- _Pointing and labeling entries_
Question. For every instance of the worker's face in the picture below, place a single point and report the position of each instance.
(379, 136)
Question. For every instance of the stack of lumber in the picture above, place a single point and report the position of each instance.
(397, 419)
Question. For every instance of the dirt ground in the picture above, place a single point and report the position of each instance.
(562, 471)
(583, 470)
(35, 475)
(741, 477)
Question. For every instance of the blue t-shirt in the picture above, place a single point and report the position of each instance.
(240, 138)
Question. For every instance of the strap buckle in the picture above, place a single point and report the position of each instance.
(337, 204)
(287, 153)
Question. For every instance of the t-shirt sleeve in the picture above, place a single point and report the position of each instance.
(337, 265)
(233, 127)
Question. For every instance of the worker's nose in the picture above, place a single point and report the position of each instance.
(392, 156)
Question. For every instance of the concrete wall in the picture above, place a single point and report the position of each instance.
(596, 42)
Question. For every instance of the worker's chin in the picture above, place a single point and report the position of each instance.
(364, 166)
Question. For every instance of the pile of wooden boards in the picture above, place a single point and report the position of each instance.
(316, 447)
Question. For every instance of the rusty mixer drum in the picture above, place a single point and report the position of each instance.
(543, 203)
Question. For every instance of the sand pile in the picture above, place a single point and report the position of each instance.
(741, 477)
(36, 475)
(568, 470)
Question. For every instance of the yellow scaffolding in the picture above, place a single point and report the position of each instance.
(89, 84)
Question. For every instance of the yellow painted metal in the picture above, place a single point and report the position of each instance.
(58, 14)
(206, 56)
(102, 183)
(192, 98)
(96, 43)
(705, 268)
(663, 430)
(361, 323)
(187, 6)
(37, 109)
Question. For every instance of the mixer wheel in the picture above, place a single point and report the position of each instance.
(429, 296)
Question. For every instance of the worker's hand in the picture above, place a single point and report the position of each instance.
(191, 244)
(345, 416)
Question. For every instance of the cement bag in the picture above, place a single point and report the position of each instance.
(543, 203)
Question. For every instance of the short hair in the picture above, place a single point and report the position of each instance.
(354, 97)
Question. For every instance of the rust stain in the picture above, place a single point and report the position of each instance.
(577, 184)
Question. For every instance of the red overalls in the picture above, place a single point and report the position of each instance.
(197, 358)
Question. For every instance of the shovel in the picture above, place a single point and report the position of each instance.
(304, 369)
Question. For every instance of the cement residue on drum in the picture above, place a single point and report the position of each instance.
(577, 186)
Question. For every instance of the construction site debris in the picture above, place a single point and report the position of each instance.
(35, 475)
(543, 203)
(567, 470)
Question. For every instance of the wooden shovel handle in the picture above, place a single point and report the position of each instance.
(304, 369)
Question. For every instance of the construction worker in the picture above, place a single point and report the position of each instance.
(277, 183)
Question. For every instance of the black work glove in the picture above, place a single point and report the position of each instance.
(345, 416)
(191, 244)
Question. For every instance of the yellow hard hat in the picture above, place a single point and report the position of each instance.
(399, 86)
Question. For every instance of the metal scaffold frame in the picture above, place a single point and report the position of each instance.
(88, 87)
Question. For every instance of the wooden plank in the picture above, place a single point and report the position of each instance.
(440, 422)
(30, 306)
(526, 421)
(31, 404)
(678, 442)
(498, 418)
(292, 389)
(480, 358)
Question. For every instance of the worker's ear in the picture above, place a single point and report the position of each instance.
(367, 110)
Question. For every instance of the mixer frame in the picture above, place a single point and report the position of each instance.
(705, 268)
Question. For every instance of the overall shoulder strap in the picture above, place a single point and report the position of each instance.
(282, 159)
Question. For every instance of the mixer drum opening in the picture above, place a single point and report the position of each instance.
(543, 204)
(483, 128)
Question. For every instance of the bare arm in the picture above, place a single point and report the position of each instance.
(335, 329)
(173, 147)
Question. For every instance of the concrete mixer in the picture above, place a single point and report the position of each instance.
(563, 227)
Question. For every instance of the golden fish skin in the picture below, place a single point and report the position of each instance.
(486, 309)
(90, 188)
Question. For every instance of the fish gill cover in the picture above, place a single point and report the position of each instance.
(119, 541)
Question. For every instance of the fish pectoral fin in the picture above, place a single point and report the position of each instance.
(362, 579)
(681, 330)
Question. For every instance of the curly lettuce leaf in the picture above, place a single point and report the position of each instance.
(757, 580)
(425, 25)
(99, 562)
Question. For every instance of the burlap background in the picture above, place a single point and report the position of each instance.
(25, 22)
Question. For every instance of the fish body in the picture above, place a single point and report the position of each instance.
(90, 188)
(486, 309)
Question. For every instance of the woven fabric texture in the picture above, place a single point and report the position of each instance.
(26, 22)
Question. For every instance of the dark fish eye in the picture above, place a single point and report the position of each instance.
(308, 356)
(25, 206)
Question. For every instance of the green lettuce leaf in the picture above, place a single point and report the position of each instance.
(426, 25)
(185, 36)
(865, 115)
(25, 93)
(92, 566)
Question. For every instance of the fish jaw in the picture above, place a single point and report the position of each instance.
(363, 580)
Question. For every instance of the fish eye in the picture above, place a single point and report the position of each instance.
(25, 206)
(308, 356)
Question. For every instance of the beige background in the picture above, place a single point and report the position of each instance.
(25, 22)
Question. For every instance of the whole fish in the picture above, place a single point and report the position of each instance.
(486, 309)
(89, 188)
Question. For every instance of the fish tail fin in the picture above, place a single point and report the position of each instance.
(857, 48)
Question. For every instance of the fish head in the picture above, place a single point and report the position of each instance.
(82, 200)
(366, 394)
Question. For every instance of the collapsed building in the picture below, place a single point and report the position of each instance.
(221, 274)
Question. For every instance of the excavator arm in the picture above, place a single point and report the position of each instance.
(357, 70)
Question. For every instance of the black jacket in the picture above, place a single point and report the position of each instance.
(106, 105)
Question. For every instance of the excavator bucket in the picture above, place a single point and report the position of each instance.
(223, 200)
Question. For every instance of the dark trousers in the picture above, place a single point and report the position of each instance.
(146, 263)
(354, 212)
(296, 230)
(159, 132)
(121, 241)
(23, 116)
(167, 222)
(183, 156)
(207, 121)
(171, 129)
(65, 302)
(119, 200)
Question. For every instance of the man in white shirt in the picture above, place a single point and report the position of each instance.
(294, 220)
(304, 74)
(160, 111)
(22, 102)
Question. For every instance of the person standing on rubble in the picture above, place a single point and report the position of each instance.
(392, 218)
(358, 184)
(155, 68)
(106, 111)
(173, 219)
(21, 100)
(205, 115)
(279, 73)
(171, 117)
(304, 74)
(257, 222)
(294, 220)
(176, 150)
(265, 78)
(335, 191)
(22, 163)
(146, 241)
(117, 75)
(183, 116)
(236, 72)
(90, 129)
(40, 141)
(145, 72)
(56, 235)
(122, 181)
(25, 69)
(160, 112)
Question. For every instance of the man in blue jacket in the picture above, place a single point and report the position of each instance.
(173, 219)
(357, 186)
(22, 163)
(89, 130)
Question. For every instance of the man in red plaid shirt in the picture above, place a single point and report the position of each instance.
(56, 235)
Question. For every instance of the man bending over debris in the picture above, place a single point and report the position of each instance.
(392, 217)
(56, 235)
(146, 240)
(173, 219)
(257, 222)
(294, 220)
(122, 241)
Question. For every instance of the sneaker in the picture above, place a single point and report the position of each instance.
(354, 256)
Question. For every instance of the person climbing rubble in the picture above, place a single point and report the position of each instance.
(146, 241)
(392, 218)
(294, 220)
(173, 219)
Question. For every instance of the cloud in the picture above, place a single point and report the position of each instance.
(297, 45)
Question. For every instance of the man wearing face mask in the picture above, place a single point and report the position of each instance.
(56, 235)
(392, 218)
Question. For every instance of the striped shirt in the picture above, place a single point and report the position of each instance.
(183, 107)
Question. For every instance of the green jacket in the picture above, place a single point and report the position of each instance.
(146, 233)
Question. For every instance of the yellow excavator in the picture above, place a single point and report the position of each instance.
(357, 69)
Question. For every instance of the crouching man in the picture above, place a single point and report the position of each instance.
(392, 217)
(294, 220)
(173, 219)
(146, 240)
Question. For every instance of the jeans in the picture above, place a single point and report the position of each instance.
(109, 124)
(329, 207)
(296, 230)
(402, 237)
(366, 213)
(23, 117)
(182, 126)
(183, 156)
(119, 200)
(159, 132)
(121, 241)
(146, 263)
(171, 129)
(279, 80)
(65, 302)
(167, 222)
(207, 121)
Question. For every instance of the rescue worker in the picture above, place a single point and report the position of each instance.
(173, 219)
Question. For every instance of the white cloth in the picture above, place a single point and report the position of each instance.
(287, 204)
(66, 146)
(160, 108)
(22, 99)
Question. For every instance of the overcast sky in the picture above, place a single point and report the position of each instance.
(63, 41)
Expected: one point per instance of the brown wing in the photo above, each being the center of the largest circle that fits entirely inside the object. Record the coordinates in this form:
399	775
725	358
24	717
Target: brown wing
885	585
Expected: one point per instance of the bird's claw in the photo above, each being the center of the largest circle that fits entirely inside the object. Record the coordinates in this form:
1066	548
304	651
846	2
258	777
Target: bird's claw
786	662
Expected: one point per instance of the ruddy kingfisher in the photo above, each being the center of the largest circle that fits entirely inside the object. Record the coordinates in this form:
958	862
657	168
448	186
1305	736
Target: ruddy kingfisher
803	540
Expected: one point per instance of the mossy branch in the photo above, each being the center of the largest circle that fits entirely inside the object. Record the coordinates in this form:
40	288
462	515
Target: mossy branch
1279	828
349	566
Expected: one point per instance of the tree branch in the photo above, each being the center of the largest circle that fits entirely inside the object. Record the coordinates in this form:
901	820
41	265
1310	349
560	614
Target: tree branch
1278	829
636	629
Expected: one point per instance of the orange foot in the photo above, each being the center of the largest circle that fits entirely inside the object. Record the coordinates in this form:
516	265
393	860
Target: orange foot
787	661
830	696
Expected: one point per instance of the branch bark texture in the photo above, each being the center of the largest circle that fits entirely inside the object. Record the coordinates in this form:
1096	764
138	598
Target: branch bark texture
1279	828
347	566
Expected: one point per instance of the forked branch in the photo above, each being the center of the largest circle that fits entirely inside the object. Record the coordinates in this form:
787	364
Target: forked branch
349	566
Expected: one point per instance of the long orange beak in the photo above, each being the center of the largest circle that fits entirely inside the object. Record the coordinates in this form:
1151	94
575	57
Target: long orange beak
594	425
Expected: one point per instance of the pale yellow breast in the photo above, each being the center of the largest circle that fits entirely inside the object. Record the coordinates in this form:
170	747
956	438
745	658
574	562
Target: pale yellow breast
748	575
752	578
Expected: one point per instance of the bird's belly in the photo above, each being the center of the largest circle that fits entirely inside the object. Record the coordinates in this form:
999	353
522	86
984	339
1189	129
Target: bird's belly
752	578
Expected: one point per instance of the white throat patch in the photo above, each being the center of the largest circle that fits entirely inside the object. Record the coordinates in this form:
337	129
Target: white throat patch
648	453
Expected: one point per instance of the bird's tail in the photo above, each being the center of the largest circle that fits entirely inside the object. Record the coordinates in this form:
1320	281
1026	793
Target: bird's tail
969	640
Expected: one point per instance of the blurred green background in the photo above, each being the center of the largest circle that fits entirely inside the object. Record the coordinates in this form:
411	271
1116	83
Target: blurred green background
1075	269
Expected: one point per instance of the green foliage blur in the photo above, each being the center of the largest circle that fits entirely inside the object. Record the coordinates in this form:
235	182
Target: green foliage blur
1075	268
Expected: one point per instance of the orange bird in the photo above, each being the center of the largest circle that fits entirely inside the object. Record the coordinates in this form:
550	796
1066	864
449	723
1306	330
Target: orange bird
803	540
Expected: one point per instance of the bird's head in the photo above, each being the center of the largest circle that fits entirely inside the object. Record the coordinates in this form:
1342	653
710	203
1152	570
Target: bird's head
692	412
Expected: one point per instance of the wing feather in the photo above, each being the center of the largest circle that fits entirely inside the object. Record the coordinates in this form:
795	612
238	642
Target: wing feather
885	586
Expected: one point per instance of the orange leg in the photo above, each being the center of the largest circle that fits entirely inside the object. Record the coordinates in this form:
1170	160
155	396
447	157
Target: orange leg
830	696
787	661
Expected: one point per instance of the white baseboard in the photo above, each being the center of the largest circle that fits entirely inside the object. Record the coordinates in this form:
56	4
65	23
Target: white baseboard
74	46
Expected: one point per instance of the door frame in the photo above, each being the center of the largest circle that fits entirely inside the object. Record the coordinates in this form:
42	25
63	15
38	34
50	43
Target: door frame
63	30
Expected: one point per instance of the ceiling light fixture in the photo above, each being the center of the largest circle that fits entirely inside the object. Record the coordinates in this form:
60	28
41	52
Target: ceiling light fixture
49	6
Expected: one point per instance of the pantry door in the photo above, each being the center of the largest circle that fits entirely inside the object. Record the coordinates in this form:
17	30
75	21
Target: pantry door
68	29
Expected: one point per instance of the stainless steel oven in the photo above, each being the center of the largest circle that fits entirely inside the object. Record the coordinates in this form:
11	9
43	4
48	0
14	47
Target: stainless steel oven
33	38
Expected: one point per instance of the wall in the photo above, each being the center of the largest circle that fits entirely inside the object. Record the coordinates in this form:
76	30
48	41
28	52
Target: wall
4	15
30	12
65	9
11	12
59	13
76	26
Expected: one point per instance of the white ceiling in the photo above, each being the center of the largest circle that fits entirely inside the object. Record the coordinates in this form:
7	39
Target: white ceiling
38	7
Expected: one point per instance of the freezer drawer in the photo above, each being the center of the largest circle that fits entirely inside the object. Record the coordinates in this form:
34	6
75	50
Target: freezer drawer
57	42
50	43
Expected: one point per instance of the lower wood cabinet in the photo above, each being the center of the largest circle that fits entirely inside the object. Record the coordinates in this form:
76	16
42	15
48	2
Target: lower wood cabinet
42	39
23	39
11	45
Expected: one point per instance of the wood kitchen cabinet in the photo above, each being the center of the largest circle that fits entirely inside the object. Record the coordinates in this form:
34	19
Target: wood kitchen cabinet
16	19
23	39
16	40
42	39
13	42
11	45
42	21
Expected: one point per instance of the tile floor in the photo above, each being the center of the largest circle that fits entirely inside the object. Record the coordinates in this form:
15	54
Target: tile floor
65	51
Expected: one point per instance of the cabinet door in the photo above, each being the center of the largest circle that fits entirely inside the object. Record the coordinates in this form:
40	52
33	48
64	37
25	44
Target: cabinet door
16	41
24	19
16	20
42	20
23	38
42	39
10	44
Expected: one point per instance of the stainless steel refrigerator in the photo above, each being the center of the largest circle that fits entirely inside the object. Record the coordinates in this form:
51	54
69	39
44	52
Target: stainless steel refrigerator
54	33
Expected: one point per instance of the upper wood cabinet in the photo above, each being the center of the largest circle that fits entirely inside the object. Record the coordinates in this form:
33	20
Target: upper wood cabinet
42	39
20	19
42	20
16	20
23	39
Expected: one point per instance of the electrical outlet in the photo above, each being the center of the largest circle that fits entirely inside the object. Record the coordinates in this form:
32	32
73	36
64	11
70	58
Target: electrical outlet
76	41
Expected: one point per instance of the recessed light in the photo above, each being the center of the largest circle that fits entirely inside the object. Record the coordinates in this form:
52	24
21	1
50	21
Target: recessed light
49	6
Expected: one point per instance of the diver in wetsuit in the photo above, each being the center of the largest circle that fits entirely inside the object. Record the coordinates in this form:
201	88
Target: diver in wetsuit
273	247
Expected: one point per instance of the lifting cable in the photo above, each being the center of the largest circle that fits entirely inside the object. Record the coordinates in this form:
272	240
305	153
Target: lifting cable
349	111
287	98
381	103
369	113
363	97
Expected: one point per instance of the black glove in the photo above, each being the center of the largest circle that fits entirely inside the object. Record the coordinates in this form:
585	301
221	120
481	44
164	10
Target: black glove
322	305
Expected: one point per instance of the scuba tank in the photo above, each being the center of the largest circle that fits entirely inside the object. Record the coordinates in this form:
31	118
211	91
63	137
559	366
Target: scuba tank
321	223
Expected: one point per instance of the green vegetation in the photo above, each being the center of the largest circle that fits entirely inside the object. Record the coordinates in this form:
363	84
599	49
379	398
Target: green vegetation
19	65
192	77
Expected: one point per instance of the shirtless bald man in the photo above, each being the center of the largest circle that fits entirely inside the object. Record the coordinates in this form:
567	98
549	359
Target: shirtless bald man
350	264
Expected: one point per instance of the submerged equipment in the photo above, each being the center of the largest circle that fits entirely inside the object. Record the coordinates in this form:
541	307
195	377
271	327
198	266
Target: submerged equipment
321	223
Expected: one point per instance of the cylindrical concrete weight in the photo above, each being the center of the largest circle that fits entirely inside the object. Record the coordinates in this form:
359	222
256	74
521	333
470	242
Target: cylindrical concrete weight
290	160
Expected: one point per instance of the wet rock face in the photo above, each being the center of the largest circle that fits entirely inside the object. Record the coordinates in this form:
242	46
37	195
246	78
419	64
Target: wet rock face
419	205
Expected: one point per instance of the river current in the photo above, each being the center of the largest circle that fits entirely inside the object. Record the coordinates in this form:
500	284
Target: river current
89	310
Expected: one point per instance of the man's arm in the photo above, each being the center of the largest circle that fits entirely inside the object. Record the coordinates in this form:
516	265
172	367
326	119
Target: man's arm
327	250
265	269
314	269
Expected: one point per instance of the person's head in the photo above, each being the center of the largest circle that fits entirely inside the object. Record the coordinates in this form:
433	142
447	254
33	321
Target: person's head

- _Problem to work on_
Starting at the line that contains "Expected: one point per instance of the river", write out every line to the end of the entries, exactly as given.

- _Response to the task_
Expected: one point per instance of the river current in the photo above, each being the center of the largest circle that fits entirely inside the object. Record the coordinates in this form:
500	284
Target: river current
89	310
Expected: one point per instance of the man's arm in the photo above, each being the center of the largest circle that fits entirely inside the object. Record the coordinates in this form:
516	265
172	367
326	119
Target: man's arm
327	250
265	269
314	269
Expected: one point per instance of the person's head in the photo above, each being the center of the largest circle that fits entirely inside the object. Record the coordinates in this form:
433	142
447	254
33	321
Target: person's head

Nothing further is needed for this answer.